EXCERPTED PASSAGE –

★ ★ ★

IST mapped to wrong ZoneId in java.time library
Asked Answered
R

3

5

I am trying to parse a ZonedDateTime from a String of the format (yyyy-MM-dd HH:mm z). The input String (2019-08-29 00:00 IST) generates a UTC timestamp.

Debugging led me to a point where the ZoneId for IST was mapped to Atlantic/Reykjavik which doesn't make sense. It should be mapped Asia.

timestamp = ZonedDateTime.parse(timeInput, DATE_WITH_TIMEZONE_FORMATTER)
            .toInstant().toEpochMilli()

where

DateTimeFormatter DATE_WITH_TIMEZONE_FORMATTER = DateTimeFormatter
      .ofPattern(DATE_TIME_WITH_TIMEZONE_PATTERN).withChronology(IsoChronology.INSTANCE);

Am I missing something here ?

Rubble answered 30/8, 2019 at 22:35 Comment(4)
Curious... I tried this and get the same result (with or without adding IsoChronology). Investigating further... (I presume you meant HH:mm in the time since HH:MM isn't valid).Apical
Yes, it is HH:mm in my code. Thanks for pointing out the typo in the post . I have edited it .Rubble
What version and vendor of Java? This behavior varies accordingly.Task
This is a good example of why you should not exchange textual date-time types using 2-4 character pseudo-zones such as IST. Use proper time zone names such as Asia/Kolkata, Atlantic/Reykjavik, and Europe/Dublin.Task
W
3

First, if there’s any way you can avoid it, don’t rely on three letter time zone abbreviations. They are ambiguous, probably more often than not. When you say that IST should be mapped to Asia, it still leaves the choice between Asia/Tel_Aviv and Asia/Kolkata open (plus the aliases for those two, Asia/Jerusalem and Asia/Calcutta). In other places in the world IST may mean Irish Summer Time and apparently also Iceland Standard Time (or something like it; it certainly makes sense). It’s not the first time I have seen IST recognized as Atlantic/Reykjavik.

★ ★ ★

EXTRACTED RECORDS –
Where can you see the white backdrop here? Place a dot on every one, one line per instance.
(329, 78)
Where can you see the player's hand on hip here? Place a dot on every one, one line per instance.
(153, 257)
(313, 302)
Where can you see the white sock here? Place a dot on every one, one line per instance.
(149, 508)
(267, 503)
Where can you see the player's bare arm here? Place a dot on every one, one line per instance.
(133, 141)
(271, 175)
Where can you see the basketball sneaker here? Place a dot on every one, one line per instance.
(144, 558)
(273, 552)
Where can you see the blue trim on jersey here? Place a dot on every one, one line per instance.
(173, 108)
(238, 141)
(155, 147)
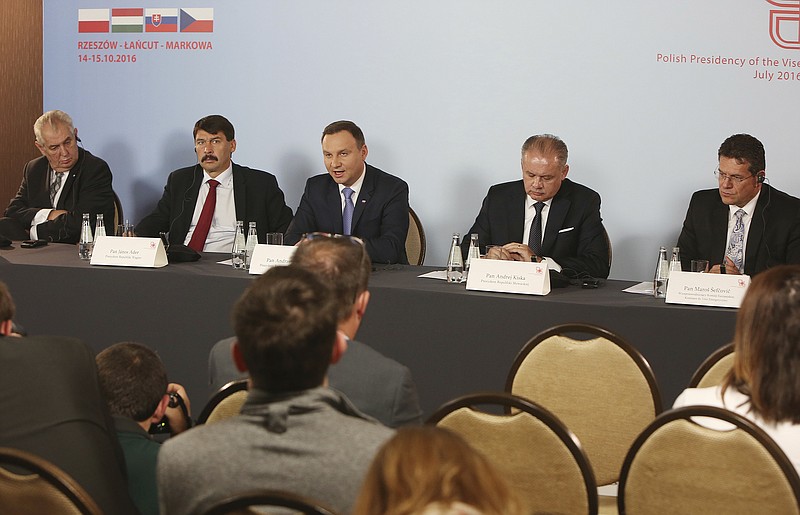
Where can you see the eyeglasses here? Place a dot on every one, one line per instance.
(722, 176)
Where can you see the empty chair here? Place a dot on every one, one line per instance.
(720, 463)
(602, 389)
(541, 459)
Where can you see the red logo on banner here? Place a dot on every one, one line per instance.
(784, 23)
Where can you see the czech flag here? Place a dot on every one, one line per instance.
(197, 19)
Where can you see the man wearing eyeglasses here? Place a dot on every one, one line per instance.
(201, 203)
(744, 225)
(58, 187)
(544, 215)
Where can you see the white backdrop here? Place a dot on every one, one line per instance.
(446, 92)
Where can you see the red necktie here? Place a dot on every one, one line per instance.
(198, 240)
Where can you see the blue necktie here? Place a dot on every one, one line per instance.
(736, 246)
(347, 215)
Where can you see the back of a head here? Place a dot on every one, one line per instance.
(342, 263)
(285, 323)
(767, 345)
(132, 378)
(427, 465)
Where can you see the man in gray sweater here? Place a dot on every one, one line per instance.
(294, 433)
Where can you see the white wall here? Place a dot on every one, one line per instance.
(446, 92)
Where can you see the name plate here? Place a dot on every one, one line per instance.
(119, 251)
(509, 276)
(719, 290)
(266, 256)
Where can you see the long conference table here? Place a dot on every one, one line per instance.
(454, 341)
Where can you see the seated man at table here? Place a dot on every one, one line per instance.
(544, 215)
(134, 383)
(58, 187)
(52, 407)
(293, 433)
(201, 203)
(375, 384)
(354, 198)
(744, 225)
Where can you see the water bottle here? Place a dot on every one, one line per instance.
(455, 264)
(100, 227)
(661, 275)
(252, 241)
(86, 243)
(474, 252)
(239, 250)
(675, 262)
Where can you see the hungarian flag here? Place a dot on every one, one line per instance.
(197, 19)
(92, 20)
(161, 20)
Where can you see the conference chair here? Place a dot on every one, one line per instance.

★ ★ ★

DESCRIPTION OF THE TASK –
Answer these questions from the IST thread:
1. Which ZoneId did the asker's debugging find IST mapped to?
2. Which time pattern did the asker confirm is used in the code?
3. Which two Asia zones does the answer say IST could still mean?
The lines have no connection to the IST thread.

RESULT OF THE EXERCISE –
1. Atlantic/Reykjavik
2. HH:mm
3. Asia/Tel_Aviv and Asia/Kolkata